▼

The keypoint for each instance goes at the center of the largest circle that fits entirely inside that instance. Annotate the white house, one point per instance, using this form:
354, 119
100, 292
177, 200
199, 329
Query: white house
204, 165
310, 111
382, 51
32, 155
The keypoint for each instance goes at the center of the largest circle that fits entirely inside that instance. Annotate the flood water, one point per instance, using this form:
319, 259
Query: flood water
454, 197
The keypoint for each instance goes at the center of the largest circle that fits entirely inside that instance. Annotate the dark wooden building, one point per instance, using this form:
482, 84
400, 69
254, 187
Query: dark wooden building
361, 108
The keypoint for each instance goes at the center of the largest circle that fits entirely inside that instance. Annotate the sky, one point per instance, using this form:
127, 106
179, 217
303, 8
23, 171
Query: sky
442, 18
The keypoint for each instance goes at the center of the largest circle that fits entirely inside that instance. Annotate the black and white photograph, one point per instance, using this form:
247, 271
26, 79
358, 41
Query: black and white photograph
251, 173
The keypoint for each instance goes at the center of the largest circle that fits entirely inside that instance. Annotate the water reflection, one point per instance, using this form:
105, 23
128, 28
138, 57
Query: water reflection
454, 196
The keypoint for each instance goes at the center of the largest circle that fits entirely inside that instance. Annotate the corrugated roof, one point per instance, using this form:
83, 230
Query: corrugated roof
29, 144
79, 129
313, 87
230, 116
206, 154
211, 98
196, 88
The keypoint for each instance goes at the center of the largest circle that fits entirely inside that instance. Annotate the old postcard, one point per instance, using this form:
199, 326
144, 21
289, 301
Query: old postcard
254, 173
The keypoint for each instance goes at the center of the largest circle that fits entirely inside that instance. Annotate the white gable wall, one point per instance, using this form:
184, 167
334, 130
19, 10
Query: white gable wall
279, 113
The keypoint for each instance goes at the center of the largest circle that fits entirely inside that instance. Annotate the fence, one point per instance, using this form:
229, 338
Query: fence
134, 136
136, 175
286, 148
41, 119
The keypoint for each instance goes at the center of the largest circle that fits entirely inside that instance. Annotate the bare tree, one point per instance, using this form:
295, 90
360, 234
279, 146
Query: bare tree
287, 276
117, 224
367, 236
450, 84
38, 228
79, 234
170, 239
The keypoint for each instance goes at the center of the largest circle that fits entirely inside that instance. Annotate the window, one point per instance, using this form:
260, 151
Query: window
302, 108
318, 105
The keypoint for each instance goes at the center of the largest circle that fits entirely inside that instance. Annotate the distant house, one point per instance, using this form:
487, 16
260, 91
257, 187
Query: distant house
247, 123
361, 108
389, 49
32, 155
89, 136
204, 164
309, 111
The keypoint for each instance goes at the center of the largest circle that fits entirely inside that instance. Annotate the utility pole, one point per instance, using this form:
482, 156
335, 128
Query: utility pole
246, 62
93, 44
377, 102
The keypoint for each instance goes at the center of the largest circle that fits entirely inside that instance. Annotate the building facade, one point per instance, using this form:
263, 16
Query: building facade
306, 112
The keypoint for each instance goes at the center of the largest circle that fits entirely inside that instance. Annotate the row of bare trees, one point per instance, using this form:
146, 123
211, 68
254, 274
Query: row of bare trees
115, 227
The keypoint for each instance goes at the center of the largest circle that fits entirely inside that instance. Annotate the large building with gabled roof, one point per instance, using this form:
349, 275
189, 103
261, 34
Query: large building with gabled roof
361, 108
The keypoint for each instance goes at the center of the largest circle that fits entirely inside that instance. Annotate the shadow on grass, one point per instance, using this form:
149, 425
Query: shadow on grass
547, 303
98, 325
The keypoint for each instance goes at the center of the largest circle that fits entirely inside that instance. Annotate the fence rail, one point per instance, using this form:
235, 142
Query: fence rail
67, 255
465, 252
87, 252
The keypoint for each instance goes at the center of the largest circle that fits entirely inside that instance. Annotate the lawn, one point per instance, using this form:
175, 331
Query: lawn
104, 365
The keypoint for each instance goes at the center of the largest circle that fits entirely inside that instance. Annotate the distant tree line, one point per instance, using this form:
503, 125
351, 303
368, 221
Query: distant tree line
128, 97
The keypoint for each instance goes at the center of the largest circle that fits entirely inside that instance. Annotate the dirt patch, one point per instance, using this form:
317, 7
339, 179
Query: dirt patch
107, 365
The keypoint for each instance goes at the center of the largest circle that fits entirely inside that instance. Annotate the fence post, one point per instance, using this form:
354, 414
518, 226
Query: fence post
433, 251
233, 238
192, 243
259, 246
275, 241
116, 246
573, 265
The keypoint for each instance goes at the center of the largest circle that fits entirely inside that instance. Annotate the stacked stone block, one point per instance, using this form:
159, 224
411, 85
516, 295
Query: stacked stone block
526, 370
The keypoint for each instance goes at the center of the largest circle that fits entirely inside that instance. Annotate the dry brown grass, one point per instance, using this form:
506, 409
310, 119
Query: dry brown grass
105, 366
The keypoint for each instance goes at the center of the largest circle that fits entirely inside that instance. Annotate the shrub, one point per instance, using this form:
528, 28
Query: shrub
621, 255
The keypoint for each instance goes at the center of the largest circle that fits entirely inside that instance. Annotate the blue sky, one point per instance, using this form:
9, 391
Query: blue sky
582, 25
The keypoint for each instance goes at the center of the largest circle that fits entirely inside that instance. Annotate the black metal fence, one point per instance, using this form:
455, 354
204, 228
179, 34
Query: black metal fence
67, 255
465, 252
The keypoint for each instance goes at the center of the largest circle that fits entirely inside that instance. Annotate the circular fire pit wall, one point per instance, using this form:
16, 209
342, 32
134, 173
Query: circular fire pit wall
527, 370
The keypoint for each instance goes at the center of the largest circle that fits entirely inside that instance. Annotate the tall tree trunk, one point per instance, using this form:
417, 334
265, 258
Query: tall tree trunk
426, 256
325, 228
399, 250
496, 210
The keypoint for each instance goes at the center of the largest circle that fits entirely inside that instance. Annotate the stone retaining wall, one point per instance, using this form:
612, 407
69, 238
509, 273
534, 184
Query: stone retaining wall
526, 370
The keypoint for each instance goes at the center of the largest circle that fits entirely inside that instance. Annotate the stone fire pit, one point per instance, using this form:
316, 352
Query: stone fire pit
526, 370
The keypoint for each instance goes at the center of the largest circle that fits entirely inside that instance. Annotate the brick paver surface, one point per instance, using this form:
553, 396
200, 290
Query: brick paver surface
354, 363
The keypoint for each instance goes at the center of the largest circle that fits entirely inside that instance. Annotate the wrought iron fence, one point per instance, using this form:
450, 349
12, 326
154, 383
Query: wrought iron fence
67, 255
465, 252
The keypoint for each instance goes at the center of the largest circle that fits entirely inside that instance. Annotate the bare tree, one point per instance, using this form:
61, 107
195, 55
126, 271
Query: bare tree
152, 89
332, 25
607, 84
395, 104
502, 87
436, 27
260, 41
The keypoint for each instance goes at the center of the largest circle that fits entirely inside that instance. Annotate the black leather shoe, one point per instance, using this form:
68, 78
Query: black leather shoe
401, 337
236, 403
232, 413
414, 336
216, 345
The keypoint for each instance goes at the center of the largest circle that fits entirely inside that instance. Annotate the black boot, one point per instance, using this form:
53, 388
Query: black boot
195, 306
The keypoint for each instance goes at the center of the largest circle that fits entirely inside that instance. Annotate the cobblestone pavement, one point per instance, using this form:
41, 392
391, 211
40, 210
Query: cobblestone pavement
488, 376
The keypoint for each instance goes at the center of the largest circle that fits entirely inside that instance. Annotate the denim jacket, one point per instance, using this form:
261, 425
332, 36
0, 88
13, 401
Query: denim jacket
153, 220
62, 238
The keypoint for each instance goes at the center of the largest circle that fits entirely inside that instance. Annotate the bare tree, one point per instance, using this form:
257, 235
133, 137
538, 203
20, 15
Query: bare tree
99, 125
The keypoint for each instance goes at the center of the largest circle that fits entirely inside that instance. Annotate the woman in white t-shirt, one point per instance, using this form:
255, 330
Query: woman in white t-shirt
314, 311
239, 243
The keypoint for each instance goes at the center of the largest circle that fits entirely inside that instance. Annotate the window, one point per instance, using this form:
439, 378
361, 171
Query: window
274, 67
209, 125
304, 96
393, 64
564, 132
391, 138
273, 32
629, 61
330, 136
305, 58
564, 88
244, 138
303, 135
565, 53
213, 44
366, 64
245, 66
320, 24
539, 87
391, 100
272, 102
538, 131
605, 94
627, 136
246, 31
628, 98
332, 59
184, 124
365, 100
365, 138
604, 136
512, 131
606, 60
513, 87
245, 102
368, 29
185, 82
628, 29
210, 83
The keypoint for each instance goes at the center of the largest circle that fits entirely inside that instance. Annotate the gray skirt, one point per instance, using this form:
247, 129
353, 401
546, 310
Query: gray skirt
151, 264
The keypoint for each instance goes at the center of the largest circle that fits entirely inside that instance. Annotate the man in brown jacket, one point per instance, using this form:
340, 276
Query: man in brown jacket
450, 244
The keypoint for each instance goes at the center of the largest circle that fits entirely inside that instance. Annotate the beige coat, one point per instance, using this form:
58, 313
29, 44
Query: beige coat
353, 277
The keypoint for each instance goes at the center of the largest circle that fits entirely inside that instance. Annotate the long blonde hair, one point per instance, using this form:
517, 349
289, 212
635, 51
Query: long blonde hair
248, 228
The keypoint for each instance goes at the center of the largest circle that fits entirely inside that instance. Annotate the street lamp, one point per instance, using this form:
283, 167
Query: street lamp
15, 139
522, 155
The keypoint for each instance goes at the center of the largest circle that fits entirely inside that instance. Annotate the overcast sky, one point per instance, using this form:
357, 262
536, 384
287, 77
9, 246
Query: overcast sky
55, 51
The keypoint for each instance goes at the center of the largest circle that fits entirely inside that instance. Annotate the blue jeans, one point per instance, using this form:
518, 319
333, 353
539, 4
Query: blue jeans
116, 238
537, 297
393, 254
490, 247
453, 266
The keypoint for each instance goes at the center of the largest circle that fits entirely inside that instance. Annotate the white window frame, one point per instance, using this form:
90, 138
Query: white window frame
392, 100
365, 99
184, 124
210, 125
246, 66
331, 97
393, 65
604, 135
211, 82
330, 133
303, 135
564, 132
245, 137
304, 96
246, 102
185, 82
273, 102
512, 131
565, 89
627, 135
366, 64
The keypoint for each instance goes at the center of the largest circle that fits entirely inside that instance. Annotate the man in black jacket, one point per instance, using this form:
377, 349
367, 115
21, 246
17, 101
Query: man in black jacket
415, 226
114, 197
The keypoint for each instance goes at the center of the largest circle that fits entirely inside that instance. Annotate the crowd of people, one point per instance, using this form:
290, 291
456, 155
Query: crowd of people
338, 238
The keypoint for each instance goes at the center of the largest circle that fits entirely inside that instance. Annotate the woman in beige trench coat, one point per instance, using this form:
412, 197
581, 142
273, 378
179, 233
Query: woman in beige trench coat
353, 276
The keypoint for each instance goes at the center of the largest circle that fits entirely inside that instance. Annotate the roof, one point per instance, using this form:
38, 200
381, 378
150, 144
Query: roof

▲

## [What the exercise asks]
Repeat only the stretch of lines that begins at the line containing "black jacket, one" and ends at the last line above, both included.

## [The solution]
The keypoint for each instance goes at the center of the largest circle that fits entirely inside that instance. Annotate the man in black jacket, one point per instance, using this form:
377, 349
367, 115
21, 246
17, 101
Query: man in black jacket
415, 226
114, 197
The keypoint for each instance goes at the center of the largest circle that fits entirely inside that instance. Annotate the crowd of people, one point per instance, using this form:
290, 291
456, 155
Query: crowd of people
338, 238
The keypoint for each instance goes at the center of the largest circle that fits entirely inside that instance. Annotate the woman in beige trench coat, one point per instance, using this form:
412, 197
581, 142
273, 378
179, 233
Query: woman in beige trench coat
353, 276
The keypoint for each instance goes at the center of the largest circle that fits entirely inside that instance. Annotate the roof, one point per instance, using this form:
38, 200
381, 378
150, 144
Query: roof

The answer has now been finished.